--- START OF RECORDS ---

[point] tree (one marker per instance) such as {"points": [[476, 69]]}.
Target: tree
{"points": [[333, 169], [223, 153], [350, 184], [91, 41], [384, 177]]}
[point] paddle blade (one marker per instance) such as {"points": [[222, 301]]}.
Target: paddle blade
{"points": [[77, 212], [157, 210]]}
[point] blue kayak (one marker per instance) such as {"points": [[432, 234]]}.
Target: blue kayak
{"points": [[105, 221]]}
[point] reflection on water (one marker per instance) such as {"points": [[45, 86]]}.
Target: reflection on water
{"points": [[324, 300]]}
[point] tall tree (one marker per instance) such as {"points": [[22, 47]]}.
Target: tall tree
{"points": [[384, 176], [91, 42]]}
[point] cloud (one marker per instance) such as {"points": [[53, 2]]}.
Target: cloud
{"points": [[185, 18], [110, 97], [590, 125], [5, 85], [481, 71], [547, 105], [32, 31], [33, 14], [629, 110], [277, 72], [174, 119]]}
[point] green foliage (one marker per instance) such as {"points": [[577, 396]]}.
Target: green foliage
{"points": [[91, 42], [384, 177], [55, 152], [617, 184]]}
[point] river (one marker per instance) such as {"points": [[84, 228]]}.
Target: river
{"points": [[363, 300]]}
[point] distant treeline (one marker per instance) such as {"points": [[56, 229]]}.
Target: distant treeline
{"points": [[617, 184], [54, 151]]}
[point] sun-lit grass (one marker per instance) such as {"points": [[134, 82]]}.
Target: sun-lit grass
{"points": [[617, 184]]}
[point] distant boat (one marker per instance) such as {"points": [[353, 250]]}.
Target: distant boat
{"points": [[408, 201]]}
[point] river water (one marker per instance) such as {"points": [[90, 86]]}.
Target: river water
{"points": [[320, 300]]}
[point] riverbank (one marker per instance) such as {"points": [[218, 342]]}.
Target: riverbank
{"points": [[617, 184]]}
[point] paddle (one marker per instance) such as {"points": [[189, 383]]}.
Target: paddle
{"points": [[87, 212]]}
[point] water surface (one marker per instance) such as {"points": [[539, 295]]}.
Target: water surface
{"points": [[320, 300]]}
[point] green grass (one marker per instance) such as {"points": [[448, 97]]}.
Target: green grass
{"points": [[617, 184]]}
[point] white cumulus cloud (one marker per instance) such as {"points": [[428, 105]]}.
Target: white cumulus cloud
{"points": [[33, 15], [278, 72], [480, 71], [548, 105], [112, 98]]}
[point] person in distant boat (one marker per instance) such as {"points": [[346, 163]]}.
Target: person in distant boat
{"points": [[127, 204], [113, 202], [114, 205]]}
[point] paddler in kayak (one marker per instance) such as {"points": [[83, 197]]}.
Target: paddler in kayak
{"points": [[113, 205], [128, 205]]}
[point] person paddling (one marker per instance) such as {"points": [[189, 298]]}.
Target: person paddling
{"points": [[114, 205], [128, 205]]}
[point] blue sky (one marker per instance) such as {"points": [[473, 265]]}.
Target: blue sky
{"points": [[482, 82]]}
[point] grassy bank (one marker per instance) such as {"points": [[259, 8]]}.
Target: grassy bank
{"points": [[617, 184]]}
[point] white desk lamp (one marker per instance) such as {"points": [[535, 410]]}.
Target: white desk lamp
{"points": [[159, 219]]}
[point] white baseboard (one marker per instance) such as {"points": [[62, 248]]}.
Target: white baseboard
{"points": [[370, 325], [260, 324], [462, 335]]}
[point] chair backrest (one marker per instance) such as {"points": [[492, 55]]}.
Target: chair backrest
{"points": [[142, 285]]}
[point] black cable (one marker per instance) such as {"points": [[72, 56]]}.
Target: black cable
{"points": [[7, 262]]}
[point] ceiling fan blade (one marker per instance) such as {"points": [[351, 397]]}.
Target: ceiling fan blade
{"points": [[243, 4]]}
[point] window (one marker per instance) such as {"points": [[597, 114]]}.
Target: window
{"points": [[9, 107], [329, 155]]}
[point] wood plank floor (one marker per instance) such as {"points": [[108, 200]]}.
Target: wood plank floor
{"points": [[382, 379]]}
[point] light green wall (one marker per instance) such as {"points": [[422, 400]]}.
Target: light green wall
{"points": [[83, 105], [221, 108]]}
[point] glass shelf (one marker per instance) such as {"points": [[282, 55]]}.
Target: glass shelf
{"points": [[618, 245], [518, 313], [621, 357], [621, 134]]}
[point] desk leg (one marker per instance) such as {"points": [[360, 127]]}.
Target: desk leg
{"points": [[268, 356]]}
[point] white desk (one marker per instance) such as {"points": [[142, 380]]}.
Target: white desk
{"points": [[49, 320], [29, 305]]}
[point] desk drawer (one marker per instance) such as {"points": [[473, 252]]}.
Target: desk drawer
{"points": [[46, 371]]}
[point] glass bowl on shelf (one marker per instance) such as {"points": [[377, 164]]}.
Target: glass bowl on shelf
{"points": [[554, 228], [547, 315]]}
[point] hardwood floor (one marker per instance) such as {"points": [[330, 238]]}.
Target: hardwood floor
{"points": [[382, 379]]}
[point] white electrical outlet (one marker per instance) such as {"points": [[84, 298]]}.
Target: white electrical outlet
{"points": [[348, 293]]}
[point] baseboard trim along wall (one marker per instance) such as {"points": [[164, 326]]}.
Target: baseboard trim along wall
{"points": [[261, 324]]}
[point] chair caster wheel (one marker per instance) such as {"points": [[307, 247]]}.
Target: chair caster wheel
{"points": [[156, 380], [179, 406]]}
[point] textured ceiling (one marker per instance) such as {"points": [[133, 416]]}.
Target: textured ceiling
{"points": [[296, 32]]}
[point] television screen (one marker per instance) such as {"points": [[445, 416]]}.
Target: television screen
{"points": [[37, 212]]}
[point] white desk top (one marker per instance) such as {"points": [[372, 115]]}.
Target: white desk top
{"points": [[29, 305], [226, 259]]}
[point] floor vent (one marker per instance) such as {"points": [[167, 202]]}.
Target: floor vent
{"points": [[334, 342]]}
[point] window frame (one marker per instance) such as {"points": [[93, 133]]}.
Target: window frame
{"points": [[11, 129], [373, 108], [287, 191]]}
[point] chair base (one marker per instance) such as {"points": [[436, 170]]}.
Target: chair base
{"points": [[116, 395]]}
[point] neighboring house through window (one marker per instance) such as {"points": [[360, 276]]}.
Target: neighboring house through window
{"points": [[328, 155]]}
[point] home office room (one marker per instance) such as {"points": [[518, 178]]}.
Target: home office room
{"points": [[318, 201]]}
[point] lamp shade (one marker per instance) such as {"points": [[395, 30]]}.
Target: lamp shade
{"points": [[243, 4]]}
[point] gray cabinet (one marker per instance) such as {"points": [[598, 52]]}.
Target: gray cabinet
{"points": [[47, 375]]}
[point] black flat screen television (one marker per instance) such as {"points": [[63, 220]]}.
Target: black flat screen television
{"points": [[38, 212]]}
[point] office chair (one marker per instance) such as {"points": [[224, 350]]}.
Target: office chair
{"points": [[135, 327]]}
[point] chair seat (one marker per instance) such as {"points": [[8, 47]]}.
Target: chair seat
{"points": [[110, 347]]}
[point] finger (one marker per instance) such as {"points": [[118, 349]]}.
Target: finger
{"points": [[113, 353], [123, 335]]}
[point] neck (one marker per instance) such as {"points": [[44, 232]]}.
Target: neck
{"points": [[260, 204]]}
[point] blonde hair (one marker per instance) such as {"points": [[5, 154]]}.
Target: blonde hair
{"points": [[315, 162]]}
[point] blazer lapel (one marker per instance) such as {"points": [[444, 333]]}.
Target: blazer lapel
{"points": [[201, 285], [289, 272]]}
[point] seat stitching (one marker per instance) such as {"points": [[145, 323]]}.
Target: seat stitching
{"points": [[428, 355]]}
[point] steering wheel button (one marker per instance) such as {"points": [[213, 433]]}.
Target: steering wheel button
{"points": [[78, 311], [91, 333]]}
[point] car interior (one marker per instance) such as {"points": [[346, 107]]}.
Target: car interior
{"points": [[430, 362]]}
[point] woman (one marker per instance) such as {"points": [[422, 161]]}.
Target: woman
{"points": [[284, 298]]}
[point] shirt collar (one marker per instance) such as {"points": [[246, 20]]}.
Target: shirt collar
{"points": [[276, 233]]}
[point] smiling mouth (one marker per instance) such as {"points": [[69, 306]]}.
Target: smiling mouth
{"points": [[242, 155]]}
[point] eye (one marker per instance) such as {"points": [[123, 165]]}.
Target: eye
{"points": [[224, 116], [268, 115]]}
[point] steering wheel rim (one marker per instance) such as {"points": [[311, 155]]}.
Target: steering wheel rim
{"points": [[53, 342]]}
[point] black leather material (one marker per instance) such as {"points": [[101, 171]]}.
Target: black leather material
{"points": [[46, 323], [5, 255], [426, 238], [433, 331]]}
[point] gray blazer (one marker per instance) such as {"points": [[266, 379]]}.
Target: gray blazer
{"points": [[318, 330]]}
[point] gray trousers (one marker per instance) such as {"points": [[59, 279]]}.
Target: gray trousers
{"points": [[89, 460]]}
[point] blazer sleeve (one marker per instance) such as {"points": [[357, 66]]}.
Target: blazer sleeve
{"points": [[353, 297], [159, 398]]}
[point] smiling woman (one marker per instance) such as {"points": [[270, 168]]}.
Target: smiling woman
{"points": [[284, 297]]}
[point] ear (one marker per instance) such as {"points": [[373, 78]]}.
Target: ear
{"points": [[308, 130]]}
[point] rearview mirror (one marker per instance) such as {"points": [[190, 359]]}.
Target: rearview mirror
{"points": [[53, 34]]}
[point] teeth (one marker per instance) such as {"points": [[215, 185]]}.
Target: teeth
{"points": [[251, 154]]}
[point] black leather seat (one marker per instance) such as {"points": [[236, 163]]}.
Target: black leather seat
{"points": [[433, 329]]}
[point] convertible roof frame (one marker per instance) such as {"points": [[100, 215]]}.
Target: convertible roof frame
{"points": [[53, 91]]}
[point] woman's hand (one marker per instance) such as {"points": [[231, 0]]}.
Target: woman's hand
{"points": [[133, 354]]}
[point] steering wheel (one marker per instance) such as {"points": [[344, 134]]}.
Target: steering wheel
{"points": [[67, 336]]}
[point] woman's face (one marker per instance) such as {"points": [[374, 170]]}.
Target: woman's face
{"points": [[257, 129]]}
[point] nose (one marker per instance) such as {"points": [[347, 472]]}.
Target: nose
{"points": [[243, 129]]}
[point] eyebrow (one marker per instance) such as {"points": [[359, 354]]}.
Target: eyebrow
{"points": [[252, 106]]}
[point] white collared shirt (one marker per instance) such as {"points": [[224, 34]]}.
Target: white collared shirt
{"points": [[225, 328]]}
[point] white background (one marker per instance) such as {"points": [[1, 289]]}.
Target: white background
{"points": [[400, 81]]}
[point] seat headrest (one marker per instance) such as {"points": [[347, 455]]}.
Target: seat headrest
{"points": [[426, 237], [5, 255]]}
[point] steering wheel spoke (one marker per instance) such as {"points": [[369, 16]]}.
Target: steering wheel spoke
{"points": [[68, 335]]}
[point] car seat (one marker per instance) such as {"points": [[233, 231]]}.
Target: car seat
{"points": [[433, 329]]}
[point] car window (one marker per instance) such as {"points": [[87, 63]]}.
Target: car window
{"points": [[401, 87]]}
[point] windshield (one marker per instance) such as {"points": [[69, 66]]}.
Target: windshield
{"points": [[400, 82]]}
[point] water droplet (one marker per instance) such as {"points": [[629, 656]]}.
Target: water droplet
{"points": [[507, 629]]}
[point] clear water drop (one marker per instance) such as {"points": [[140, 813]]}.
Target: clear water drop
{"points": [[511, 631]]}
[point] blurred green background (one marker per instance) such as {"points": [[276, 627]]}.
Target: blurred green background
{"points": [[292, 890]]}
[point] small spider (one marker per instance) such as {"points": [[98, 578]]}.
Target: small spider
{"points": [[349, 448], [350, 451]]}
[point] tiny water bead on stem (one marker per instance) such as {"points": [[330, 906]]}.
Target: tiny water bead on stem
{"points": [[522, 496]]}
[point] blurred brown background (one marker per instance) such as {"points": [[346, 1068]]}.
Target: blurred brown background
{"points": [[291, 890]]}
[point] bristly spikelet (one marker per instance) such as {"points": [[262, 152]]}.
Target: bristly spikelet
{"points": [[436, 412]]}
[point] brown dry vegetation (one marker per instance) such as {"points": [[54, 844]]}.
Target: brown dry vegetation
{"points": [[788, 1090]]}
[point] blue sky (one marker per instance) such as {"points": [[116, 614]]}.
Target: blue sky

--- END OF RECORDS ---

**EXERCISE DESCRIPTION**
From the "[point] small spider" line to the close of the listing, restate each line word for word.

**THE OUTPUT**
[point] small spider (one marker per instance) such as {"points": [[98, 578]]}.
Target: small spider
{"points": [[349, 448], [350, 451]]}
[point] tiny water bead on stem (one marker per instance) such as {"points": [[330, 906]]}.
Target: tiny water bead on stem
{"points": [[522, 496]]}
[point] blurred brown background (one marker per instance) such as {"points": [[346, 1068]]}.
Target: blurred brown background
{"points": [[291, 890]]}
[point] bristly spikelet (one marker per instance) such as {"points": [[262, 152]]}.
Target: bristly spikelet
{"points": [[436, 412]]}
[point] brown dry vegetation (one marker per instance) such as {"points": [[54, 844]]}.
Target: brown dry vegetation
{"points": [[788, 1090]]}
[point] blue sky (one marker per instance) such as {"points": [[116, 614]]}.
Target: blue sky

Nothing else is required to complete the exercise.